• **TASKS AND EXERCISES**
a) Translate this sentence from the report on the Kenneth Law case into French: "It took eight long minutes for the clerk to read the charges."
b) According to the report on the Kenneth Law case, how many packages did Law mail to the UK?
c) Pick up the report on the Kenneth Law case after its final sentence and carry it on.
== QUOTED PASSAGE
In a crowded Newmarket courtroom, as the families of his many victims wept, Kenneth Law pleaded guilty to aiding the suicides of 14 Ontarians, two of them just 16 years old. The 60-year-old former Royal York cook calmly replied to each count: 'I plead guilty.'
It took eight long minutes for the clerk to read the charges. Crown attorney Peter Westgate explained that 14 counts of first-degree murder will be withdrawn because there is no longer a 'reasonable prospect of conviction' after the Supreme Court failed to interfere with an Ontario Court of Appeal decision that found it is not murder if the victim performs the final act.
Law operated four websites selling 'exit masks' and 50-gram packages of 99.9% pure sodium nitrate, a chemical food preservative fatal at those doses. He charged about $80 US per package and shipped via Canada Post from Mississauga. Court heard he mailed over 1,200 packages to 41 countries, including 330 to the UK and 431 to the US.
====
== GIVEN DATA
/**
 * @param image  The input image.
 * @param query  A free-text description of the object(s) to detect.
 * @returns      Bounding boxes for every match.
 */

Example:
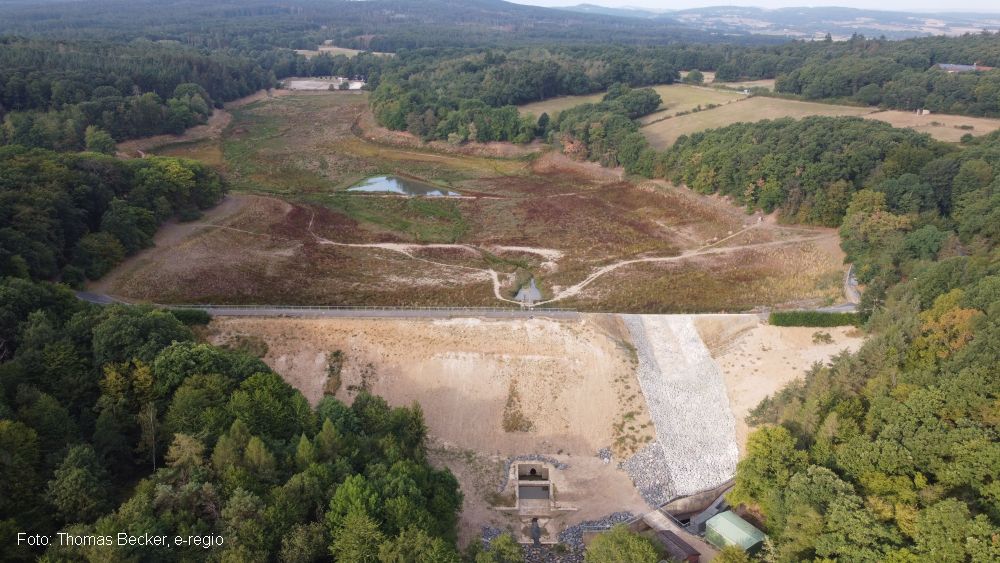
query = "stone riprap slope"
[623,315,739,504]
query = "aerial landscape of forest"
[0,0,1000,563]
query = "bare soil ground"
[517,81,744,121]
[117,90,290,158]
[695,315,864,455]
[208,315,652,541]
[641,94,1000,149]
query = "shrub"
[768,311,860,327]
[168,309,212,326]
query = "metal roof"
[705,510,765,551]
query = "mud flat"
[624,315,739,504]
[694,315,864,454]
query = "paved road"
[642,510,718,561]
[188,306,580,319]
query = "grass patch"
[320,193,469,243]
[768,311,861,327]
[503,381,534,432]
[323,350,344,395]
[222,334,268,358]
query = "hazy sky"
[512,0,1000,12]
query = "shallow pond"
[347,176,462,197]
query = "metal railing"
[165,303,579,313]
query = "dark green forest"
[0,0,1000,563]
[704,125,1000,562]
[0,286,468,562]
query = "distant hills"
[563,4,1000,39]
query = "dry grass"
[502,380,534,432]
[518,84,744,119]
[865,111,1000,143]
[100,93,840,310]
[565,235,842,313]
[295,45,393,59]
[642,96,871,149]
[639,84,746,124]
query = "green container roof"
[705,510,765,551]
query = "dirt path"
[535,226,836,305]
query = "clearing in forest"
[207,315,653,544]
[96,92,842,312]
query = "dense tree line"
[0,284,468,562]
[730,134,1000,563]
[542,84,662,167]
[371,47,678,143]
[0,146,225,284]
[660,117,936,226]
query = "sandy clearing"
[87,194,247,294]
[208,315,652,543]
[641,96,872,150]
[865,111,1000,143]
[695,315,864,455]
[536,225,836,305]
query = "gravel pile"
[497,454,569,493]
[622,315,739,505]
[559,512,635,552]
[619,441,675,507]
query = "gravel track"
[622,315,739,505]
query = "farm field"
[642,96,872,149]
[101,92,842,312]
[705,76,774,91]
[865,110,1000,143]
[518,84,745,121]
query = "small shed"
[705,510,765,554]
[657,530,701,563]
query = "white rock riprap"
[622,315,739,504]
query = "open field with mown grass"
[641,97,872,150]
[517,84,744,120]
[295,45,393,59]
[105,92,842,311]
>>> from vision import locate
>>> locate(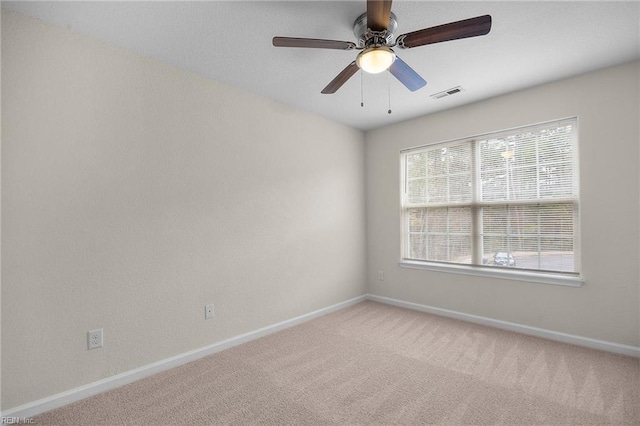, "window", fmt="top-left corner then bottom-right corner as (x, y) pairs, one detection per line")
(401, 118), (580, 277)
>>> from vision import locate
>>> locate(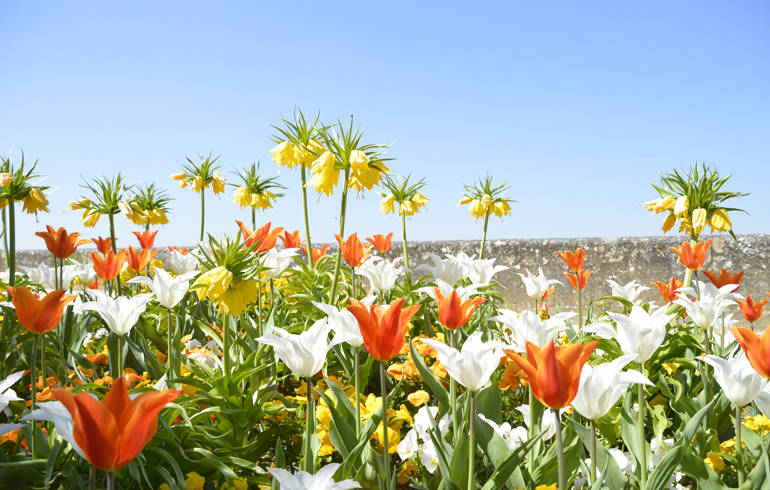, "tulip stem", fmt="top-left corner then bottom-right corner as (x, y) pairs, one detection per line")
(551, 408), (567, 490)
(380, 361), (390, 488)
(479, 209), (489, 260)
(29, 334), (40, 459)
(735, 407), (743, 487)
(300, 164), (313, 267)
(328, 167), (350, 304)
(401, 214), (410, 281)
(468, 390), (476, 490)
(636, 382), (647, 490)
(590, 420), (597, 485)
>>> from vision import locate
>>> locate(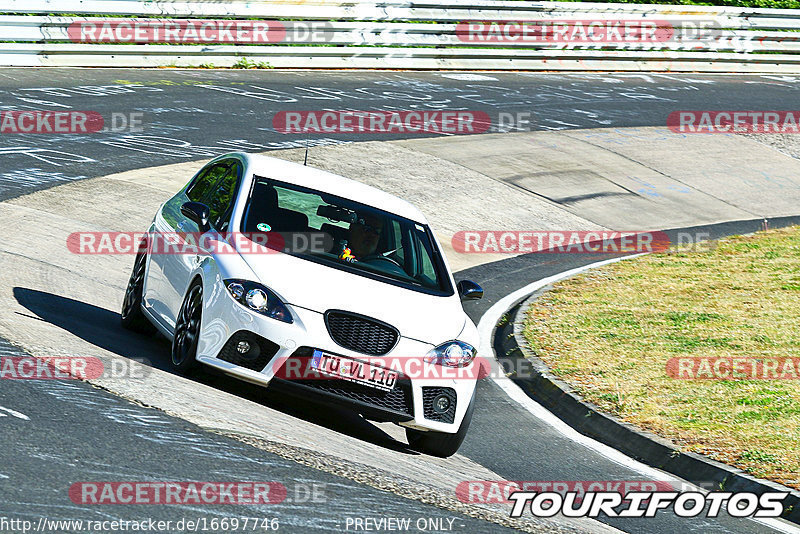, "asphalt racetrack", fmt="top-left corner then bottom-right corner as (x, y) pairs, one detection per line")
(0, 69), (800, 533)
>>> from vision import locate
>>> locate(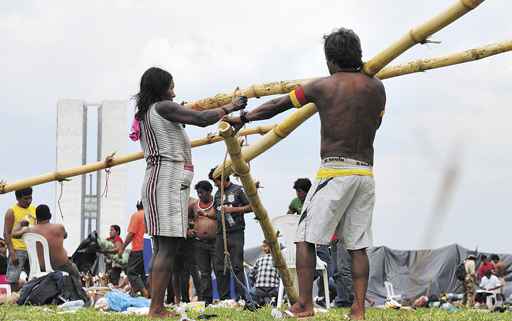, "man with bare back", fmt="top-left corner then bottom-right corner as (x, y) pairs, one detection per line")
(188, 181), (217, 305)
(227, 28), (386, 320)
(12, 204), (81, 284)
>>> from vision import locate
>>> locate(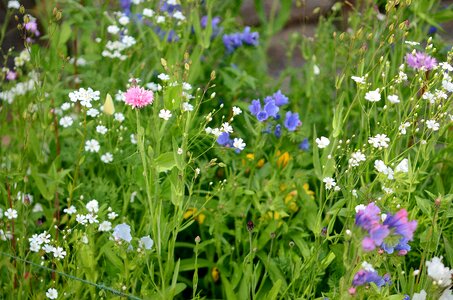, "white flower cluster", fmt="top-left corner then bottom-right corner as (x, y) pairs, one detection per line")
(28, 231), (67, 259)
(426, 257), (453, 287)
(69, 88), (100, 108)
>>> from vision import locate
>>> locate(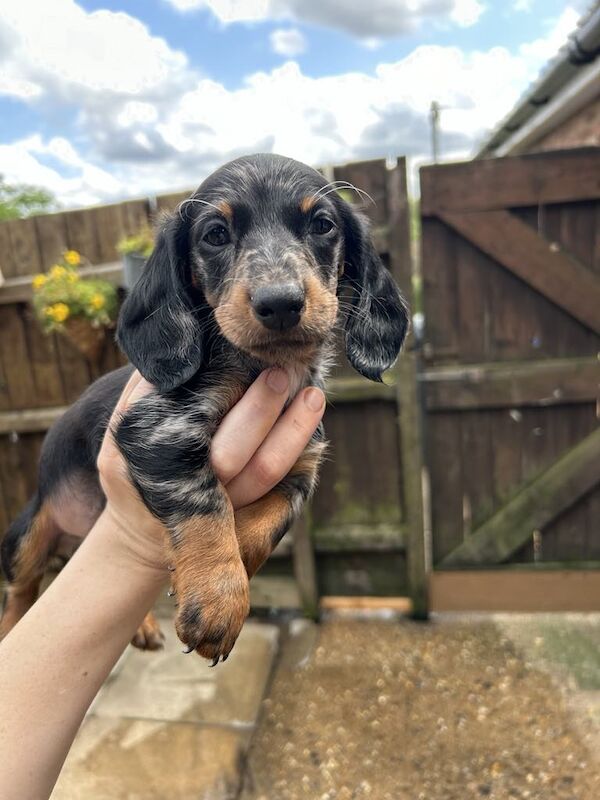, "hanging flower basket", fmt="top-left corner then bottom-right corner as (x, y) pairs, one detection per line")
(117, 225), (154, 290)
(32, 250), (117, 364)
(61, 317), (106, 364)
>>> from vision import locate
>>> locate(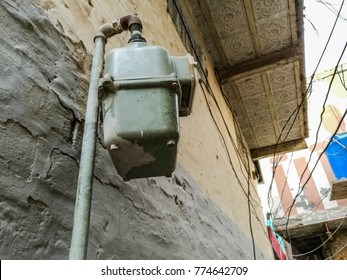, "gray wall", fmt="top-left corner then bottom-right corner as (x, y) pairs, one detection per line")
(0, 0), (272, 259)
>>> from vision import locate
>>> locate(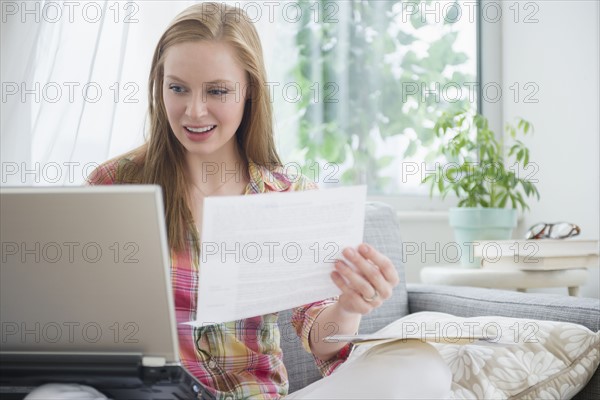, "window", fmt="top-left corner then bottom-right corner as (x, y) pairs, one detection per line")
(251, 0), (478, 195)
====
• **REPLIES**
a) Il a fallu huit longues minutes au greffier pour lire les accusations.

b) 330 packages.

c)
Law admitted his products contributed to the suicides of 79 people in the UK, including a young mother found dead over her daughter's dollhouse after her four-year-old couldn't find her. Between 2020 and May 2023, a forensic audit showed Law made $96,261 in employment income, but his Shopify and PayPal deposits from four online companies totaled just over $300,000 from his suicide sales.
Crown attorney Cindy Nadler detailed the tragic cases of each of the 14 Ontarians. The first, a 21-year-old, was overheard vomiting by his parents and died in his father's arms after asking his mother to call 911. Another victim called 911 himself, crying, 'Please, I'm going to die soon,' but it was too late. A 16-year-old, whose name is protected by a publication ban, left a suicide note saying he couldn't cope with the transition to life in Canada from his native Turkey.
The hearing continues.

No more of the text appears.